QUESTIONS ON THE MATERIAL:
1. Say whether each statement below agrees with the Mailbox letter on patient care, answering yes or no and quoting the words of the letter that decide it. (a) The comments by Dr Tang Kok Foo concerned rising professional fees charged by doctors. (b) The writer believes self-restraint is practiced by all medical professionals. (c) Through the Hippocratic Oath, physicians promise never to do harm to anyone.
2. Carry on the Mailbox letter on patient care from its last sentence, writing a few more paragraphs in the same voice.

DOCUMENT SECTION:
Mailbox: Basic tenet in patient care

Mailbox: Basic tenet in patient care
PHOTO: Mailbox: Basic tenet in patient care

Dr Tang Kok Foo's comments on the escalation of doctors' professional fees ("Reasons for soaring private health-care costs"; Aug 14) have sparked much debate.

The questions we need to ask are: Is self-restraint really a rare virtue among doctors and dentists? Have they thrown ethics out of the window?

The fact that many doctors supported Dr Tang's cause tells me there is hope among our medical fraternity and self-restraint is still being practised, albeit not across the whole spectrum of medical professionals.

Through the Hippocratic Oath, physicians promise to prescribe regimens for the good of their patients according to their abilities and judgment, and to never do harm to anyone.

We in the medical and dental profession should always fall back on this basic tenet.

Treating our patients well means treating them as if they were our family. We need to ask ourselves: Would we prescribe this same treatment to our parents, brothers and sisters?

Doing no harm means we will not cause physical and emotional damage to our patients by prescribing unnecessary operations and treatments for the sake of lining our pockets.

In a materialistic society, the thirst for more material possessions drives selfish motives that may override our basic desire to do good.

EXTRACTED RECORDS:

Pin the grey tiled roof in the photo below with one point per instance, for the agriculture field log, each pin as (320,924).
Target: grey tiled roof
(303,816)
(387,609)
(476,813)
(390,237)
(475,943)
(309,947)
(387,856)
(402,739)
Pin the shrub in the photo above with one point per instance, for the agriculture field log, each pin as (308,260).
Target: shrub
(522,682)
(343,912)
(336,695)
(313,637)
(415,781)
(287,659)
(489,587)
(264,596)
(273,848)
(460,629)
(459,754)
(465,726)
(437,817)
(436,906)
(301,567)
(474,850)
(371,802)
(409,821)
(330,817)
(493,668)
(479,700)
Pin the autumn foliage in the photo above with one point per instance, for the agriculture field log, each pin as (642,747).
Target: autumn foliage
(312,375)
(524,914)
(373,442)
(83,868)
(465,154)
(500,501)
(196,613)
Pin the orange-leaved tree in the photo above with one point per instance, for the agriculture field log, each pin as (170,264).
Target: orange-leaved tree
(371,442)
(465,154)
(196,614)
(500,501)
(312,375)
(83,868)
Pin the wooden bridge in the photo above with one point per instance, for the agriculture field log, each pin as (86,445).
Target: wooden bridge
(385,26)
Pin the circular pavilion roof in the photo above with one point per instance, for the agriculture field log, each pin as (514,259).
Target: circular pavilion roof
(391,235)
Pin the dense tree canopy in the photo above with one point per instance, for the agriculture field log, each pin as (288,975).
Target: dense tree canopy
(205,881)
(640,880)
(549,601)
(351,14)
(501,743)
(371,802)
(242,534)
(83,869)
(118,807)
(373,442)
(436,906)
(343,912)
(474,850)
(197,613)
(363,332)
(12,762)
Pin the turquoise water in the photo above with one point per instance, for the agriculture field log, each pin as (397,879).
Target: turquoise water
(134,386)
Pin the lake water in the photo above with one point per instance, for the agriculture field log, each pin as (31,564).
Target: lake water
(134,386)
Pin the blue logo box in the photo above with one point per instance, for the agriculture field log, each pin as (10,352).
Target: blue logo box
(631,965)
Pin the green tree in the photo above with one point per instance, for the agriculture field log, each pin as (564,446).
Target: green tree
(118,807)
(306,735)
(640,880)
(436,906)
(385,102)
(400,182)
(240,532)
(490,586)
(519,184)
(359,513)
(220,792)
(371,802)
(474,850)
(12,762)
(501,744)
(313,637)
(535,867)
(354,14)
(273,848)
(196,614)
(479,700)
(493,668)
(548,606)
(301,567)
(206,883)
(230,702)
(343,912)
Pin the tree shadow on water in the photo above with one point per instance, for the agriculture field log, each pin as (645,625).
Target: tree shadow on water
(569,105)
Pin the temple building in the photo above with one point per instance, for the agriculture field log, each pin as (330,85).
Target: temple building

WRITTEN RESPONSES:
1.
(a) Yes: "Dr Tang Kok Foo's comments on the escalation of doctors' professional fees"
(b) No: "albeit not across the whole spectrum of medical professionals"
(c) Yes: "and to never do harm to anyone"

2.
For example, a patient I referred for specialist medical treatment was hospitalised and operated on almost immediately. He consented to surgery because the surgeon warned him of the dire consequences if he did not undergo the procedure.

The patient ended up $25,000 poorer and complained that he was not given time to consider the options. A quick check with another surgeon showed that the same surgery would have cost only half as much.

As physicians, we have to strive to uphold the noble qualities of the great healers we were commissioned to be. Above all, we should never justify our professional fees based on high property prices and labour costs, which form only part of our operating costs.

Dr Wong Chiang Yin wrote in support of re-introducing some form of fee guidelines ("Fee guidelines are like speed limits"; last Thursday). To me, being humane supersedes any fee guidelines. Showing respect to our patients instead of weighing the size of their wallets is the best form of self-regulation.